Regulars My Toughest Mediation My Toughest Mediation
My Toughest Mediation Print E-mail
Regulars
Written by Michel Kallipetis QC   
Monday, 03 December 2007 00:00
THE EARLY morning train to anywhere is grim: an indeterminate brown liquid, which served either as tea or coffee, accompanied by a slice of brownish cardboard, laughingly described as the 'healthy option', should have warned me that the day was not going to be as straightforward as the 'Mediation Bundle' suggested.

The ring binder had been savaged by a maniac courier who had practised his karate on the spring mechanism so that it would not open or close but lay open like a half cooked mussel in a second rate moules mariniere. The position papers had been stapled together by a bored paralegal so that reading them required removing the twisted metal bands with the consequent torn nail and bleeding finger. The blood spattered brief had informed me that this was a section 459 Companies Act dispute between family members of a well established and respectable manufacturing firm. A tedious vista of company accounts, expert valuations and management reports suggested a grey day to match the skies and my mood. How wrong can one be!

'Mr Kallipetis, I am not paying for treacherous behaviour.' Thus I was greeted by the pater familias of this once great household name. My 'Good morning, please call me Michel' received the reply: 'I will not countenance perfidy.' I met the elder son, his younger brother and Mother, a delightful lady who had brought her knitting because she thought it 'might be a long day'. The open session began with younger son/Petitioner greeting his father with a cheery 'Good morning Dad' and the blunt rebuff 'This is a bloody fine hole you've dug for yerself this time!' The preliminary plenary session was punctuated by father's constant abuse of his younger son, interspersed with tut tutting from mother as she knitted one and purled two, while the two brothers tried to deal sensibly with shareholdings, transfer of contracts and the usual business of splitting up a family business. My questions to mother, who happened to hold the controlling interest in the shares, were answered by father, until I invited him to come and sit by me 'so that he could help me with the documents'.

Private sessions proved no easier. Father dominated his room, his solicitors, his elder son, his fellow directors and dear sweet mother. Younger son did not need to convince me why he wanted out, but every offer he made was dismissed as 'treachery', 'perfidy', and thinly veiled threats to bring in father's 'good friend the Chief Constable'. Lunch was a welcome break from the tiresome family squabbling. I gazed out of the hermetically sealed window, designed to keep the stale air circulating and fresh air out, considering which train home I could decently catch, when the finance director sidled up to me for 'a quiet word'. 'Have you noticed a bit of tension between father and younger son' he asked, while trying to remove the remains of his egg mayonnaise sandwich from his club tie. 'Now you mention it' I replied, 'yes I have a bit!' 'Do you know why?' he asked. 'No' I said. 'Would you like to?' he asked with an insouciant smile which told me that he was dying to tell me. 'If it helps' was my cautious response. 'Well' he whispered, looking right and lift to make sure that no-one was within earshot, 'they have both been dating the same secretary in the office!' With a knowing wink he took away his halitosis and the rest of his egg mayonnaise sandwich.

(Records excerpted from a collection)
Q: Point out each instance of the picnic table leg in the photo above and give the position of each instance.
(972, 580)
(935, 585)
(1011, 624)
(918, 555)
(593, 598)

Jobs »
1. Change the mediation article's passage that opens with "The ring binder" and closes with "can one be!", and give it again with "ring binder" replaced by "folder".
2. Repeat every one of the records above word for word, leaving nothing out.

Outputs »
1.
The folder had been savaged by a maniac courier who had practised his karate on the spring mechanism so that it would not open or close but lay open like a half cooked mussel in a second rate moules mariniere. The position papers had been stapled together by a bored paralegal so that reading them required removing the twisted metal bands with the consequent torn nail and bleeding finger. The blood spattered brief had informed me that this was a section 459 Companies Act dispute between family members of a well established and respectable manufacturing firm. A tedious vista of company accounts, expert valuations and management reports suggested a grey day to match the skies and my mood. How wrong can one be!

2.
Q: Point out each instance of the picnic table leg in the photo above and give the position of each instance.
(972, 580)
(935, 585)
(1011, 624)
(918, 555)
(593, 598)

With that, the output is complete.